### What is required
Answer these questions from the WTOV-TV profile:
(a) On what date did the station first go on the air?
(b) What call sign did the station use before WTOV-TV, and during which years?
(c) On what street and in what town are the station's studios located?

### Excerpt
^^^^^^^^^^^^^^^^

WTOV-TV
- Steubenville, Ohio; Wheeling, West Virginia; ; United States;
- City: Steubenville, Ohio
- Channels: Digital: 9 (VHF); Virtual: 9;
- Branding: WTOV 9; News 9; Fox 9 (9.2);

Programming
- Affiliations: 9.1: NBC; 9.2: Fox; for others, see § Subchannels;

Ownership
- Owner: Sinclair Broadcast Group; (WTOV Licensee, LLC);

History
- First air date: December 24, 1953
- Former call signs: WSTV-TV (1953–1979)
- Former channel numbers: Analog: 9 (VHF, 1953–2009); Digital: 57 (UHF, 2002–2009);
- Former affiliations: CBS (1953–1980); ABC (secondary 1953–2000, college sports only 2000–2009);
- Call sign meaning: "We're Television for the Ohio Valley"

Technical information
- Licensing authority: FCC
- Facility ID: 74122
- ERP: 30 kW
- HAAT: 282 m (925 ft)
- Transmitter coordinates: 40°20′33.3″N 80°37′13.3″W﻿ / ﻿40.342583°N 80.620361°W

Links
- Public license information: Public file; LMS;
- Website: wtov9.com

= WTOV-TV =

Television station in Steubenville, Ohio

WTOV-TV (channel 9) is a television station licensed to Steubenville, Ohio, United States, serving the Wheeling, West Virginia–Steubenville, Ohio market as an affiliate of NBC and Fox. Owned by Sinclair Broadcast Group, the station maintains studios and transmitter facilities on Burr Avenue in Mingo Junction, Ohio (mailing address reads Red Donley Plaza in Steubenville).

^^^^^^^^^^^^^^^^

### Listing
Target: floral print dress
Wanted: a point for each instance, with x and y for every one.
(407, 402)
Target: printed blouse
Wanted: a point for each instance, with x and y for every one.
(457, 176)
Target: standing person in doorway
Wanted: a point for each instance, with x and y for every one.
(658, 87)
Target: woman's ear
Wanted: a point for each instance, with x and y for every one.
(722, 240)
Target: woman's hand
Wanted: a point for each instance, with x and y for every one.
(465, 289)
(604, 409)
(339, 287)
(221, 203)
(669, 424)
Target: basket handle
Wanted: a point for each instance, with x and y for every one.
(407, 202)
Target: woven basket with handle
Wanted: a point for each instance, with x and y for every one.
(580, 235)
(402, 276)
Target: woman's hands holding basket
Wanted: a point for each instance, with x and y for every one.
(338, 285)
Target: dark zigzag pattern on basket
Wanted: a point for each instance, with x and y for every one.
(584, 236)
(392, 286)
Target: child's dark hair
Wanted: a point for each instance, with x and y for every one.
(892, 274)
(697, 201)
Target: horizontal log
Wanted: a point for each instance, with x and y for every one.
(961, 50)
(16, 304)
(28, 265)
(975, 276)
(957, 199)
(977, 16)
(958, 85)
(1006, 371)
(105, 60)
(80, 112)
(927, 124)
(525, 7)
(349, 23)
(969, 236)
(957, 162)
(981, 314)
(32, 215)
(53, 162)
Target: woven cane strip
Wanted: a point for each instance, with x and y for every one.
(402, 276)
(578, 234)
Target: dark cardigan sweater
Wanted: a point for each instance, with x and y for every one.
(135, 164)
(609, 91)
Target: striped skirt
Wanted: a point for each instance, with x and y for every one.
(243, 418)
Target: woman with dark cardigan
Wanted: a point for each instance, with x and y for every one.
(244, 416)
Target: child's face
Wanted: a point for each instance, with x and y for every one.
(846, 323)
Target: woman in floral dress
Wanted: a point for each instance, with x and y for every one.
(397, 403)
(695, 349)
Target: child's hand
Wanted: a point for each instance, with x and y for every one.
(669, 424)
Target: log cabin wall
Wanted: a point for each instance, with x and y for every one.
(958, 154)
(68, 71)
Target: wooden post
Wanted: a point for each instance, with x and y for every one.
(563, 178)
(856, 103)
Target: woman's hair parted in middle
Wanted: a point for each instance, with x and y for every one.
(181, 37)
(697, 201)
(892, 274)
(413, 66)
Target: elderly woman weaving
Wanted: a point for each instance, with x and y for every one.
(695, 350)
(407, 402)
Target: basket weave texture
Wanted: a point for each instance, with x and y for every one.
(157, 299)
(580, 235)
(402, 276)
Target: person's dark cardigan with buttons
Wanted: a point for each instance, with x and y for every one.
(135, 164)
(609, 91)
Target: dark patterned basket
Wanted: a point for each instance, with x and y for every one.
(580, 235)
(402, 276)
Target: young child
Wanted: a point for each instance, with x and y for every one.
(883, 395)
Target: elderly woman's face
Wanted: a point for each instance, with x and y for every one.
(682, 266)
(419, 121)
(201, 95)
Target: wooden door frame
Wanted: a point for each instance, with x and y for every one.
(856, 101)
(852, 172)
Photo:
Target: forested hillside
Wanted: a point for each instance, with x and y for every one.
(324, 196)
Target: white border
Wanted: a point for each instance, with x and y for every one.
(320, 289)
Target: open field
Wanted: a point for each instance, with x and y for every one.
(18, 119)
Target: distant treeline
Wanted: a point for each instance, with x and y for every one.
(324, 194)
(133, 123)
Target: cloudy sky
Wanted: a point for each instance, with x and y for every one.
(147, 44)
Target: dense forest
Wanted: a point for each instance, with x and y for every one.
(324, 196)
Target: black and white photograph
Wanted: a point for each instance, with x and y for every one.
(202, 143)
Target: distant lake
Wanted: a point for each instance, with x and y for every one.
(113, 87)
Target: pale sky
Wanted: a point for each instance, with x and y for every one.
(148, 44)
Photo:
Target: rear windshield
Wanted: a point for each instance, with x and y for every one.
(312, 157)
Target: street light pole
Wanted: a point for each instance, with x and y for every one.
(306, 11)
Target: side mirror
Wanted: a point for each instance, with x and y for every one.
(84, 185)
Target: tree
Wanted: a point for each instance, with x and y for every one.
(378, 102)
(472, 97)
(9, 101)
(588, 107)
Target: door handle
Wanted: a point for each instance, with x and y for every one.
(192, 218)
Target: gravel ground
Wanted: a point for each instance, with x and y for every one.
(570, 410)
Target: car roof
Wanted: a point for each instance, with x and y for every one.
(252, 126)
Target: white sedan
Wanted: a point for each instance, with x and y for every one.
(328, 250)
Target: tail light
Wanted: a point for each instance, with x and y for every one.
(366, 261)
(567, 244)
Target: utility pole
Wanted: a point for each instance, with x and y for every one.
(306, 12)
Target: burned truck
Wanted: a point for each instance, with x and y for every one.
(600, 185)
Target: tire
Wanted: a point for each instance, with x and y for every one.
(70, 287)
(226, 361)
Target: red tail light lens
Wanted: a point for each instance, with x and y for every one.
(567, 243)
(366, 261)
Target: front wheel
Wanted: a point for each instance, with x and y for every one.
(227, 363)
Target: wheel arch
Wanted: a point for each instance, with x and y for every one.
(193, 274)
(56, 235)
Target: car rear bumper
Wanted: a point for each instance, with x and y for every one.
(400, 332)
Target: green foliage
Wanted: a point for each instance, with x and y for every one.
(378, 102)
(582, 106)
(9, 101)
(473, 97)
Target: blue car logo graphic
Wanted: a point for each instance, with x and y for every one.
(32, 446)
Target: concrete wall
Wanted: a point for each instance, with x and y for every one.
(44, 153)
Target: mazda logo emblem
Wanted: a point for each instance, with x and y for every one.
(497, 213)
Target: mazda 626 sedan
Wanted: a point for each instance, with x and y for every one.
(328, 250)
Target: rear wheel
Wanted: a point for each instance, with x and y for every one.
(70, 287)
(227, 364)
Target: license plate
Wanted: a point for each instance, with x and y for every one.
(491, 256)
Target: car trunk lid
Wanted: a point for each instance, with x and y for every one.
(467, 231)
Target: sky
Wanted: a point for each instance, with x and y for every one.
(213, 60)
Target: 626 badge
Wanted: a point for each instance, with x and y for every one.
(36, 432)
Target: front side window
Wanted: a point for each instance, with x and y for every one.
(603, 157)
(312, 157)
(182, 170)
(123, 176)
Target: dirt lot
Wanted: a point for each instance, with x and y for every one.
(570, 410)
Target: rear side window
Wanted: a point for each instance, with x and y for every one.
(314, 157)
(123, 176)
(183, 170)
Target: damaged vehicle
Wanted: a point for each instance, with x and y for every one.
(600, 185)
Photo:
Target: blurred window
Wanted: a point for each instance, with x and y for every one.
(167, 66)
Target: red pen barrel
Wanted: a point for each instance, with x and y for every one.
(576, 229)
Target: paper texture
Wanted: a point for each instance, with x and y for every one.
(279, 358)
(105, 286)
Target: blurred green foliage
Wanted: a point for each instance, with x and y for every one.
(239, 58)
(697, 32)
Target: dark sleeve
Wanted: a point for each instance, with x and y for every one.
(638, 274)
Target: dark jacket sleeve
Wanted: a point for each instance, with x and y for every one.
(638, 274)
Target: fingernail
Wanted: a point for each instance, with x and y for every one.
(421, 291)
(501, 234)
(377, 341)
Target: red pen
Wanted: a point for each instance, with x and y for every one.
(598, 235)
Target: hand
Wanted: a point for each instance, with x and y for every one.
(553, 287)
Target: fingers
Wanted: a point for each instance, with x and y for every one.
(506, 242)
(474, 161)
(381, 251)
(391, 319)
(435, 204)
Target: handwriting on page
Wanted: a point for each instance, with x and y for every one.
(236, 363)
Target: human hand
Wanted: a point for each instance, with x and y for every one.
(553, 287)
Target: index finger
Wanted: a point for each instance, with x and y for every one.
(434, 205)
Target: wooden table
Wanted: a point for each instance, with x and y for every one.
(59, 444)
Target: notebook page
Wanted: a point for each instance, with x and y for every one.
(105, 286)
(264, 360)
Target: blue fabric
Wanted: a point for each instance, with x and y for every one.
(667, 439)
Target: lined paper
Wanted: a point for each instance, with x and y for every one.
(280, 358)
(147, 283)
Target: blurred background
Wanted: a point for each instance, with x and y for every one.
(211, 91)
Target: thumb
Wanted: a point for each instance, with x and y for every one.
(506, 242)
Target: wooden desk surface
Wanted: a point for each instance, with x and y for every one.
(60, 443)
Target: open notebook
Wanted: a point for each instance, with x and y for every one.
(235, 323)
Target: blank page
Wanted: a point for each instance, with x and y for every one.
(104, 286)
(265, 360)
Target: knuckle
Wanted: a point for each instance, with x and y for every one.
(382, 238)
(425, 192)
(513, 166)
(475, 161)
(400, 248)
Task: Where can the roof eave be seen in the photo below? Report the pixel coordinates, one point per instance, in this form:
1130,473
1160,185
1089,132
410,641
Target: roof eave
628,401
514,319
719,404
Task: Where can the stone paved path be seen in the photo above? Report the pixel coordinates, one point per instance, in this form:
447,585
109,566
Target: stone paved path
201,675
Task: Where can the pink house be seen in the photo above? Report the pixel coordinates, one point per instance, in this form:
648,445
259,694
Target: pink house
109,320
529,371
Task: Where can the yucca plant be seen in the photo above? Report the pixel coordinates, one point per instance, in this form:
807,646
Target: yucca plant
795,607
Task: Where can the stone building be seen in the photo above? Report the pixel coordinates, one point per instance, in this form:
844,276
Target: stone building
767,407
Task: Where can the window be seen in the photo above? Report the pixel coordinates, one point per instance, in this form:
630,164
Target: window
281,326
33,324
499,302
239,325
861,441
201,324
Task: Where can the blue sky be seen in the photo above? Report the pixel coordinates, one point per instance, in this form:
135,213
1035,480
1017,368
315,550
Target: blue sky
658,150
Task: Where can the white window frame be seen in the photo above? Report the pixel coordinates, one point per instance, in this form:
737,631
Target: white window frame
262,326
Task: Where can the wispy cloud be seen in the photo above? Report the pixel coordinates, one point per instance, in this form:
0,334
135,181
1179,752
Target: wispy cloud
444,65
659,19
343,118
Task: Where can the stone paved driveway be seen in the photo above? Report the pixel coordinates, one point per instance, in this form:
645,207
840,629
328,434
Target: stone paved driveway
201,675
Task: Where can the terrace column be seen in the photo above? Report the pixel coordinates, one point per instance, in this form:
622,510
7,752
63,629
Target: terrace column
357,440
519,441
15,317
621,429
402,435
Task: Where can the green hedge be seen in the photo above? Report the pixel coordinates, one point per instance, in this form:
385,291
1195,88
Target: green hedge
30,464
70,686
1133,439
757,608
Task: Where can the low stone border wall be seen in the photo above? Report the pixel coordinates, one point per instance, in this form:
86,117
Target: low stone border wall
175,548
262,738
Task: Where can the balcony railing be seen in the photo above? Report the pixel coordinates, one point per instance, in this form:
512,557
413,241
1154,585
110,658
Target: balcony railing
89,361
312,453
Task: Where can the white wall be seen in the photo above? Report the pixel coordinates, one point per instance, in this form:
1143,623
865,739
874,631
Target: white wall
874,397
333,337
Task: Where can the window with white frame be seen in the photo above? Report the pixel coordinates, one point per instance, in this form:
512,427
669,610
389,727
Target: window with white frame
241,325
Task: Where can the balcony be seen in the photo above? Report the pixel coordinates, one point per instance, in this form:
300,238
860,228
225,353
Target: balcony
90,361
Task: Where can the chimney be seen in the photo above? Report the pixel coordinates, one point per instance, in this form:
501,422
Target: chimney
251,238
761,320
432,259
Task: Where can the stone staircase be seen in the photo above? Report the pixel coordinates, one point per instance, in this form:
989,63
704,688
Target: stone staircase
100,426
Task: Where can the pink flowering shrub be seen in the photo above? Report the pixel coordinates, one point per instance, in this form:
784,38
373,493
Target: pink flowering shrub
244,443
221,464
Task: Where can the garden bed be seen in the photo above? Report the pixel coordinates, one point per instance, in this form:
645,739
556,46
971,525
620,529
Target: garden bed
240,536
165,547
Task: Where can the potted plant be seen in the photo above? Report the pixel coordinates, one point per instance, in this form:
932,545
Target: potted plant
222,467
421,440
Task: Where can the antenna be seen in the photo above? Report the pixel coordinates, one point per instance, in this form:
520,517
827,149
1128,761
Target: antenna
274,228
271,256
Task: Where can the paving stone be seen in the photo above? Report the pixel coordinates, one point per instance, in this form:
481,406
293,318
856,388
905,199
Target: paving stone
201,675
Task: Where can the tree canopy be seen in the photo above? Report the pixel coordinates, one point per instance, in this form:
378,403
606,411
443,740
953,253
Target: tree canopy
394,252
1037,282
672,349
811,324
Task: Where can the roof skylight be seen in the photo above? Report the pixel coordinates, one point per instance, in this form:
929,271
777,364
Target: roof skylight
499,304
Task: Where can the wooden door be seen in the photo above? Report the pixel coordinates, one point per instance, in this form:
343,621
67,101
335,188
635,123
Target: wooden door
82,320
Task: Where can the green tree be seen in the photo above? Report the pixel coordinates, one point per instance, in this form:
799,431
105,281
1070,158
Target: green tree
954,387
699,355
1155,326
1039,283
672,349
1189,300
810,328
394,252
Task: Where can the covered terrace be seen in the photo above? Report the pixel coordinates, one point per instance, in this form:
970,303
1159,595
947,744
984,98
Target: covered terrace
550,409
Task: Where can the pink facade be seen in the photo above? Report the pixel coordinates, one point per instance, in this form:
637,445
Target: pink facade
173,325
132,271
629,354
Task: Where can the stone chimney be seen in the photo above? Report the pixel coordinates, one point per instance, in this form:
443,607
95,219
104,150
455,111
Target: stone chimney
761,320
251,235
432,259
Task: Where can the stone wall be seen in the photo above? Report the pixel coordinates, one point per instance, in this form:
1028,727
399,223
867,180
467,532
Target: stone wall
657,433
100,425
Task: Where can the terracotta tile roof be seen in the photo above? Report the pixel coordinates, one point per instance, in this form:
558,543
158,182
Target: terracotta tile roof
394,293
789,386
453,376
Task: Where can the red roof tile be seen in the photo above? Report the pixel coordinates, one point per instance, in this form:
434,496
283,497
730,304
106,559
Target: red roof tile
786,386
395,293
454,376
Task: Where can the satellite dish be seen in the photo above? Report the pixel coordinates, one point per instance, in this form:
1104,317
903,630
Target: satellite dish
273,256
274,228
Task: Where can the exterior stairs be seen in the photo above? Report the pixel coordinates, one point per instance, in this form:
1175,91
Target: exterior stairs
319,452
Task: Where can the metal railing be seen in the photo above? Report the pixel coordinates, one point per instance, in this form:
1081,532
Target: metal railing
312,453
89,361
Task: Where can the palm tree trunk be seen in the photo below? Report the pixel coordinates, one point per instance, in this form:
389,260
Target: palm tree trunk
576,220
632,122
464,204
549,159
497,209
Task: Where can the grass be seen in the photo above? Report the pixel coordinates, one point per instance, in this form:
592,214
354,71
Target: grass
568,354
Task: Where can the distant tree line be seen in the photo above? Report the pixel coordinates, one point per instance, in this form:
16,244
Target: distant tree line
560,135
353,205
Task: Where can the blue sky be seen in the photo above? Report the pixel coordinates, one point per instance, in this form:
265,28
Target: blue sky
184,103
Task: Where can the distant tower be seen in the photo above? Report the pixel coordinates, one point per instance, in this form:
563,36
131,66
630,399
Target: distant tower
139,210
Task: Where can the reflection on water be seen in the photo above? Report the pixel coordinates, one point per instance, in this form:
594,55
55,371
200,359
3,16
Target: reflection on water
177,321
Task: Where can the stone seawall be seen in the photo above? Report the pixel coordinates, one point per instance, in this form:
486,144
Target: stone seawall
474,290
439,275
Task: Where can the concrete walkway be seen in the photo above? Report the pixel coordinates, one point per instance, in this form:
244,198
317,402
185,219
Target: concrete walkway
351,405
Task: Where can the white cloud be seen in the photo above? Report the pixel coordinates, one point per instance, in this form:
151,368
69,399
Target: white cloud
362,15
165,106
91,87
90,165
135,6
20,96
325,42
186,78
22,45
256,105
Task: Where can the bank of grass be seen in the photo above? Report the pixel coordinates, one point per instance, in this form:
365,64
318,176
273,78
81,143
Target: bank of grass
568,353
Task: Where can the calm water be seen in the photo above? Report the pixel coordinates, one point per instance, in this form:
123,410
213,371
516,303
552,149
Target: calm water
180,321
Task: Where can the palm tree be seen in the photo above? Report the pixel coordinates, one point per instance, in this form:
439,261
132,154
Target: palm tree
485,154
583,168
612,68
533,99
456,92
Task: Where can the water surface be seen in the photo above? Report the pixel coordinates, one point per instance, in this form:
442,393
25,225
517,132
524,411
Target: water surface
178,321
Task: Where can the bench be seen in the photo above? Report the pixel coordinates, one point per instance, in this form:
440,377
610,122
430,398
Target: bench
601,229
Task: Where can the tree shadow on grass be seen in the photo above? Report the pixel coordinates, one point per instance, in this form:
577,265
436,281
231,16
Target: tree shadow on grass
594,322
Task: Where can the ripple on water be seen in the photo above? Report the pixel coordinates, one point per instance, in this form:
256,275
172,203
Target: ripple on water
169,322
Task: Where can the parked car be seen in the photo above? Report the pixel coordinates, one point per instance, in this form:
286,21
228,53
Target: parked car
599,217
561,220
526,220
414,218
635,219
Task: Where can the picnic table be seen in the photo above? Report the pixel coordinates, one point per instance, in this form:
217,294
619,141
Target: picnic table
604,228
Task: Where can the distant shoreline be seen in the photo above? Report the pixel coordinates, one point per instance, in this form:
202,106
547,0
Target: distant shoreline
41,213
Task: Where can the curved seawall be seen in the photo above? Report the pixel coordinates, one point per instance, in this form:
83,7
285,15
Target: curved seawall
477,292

^^^^^^^^^^^^^^^^

### Reply to the task
(a) December 24, 1953
(b) WSTV-TV, from 1953 to 1979
(c) Burr Avenue in Mingo Junction, Ohio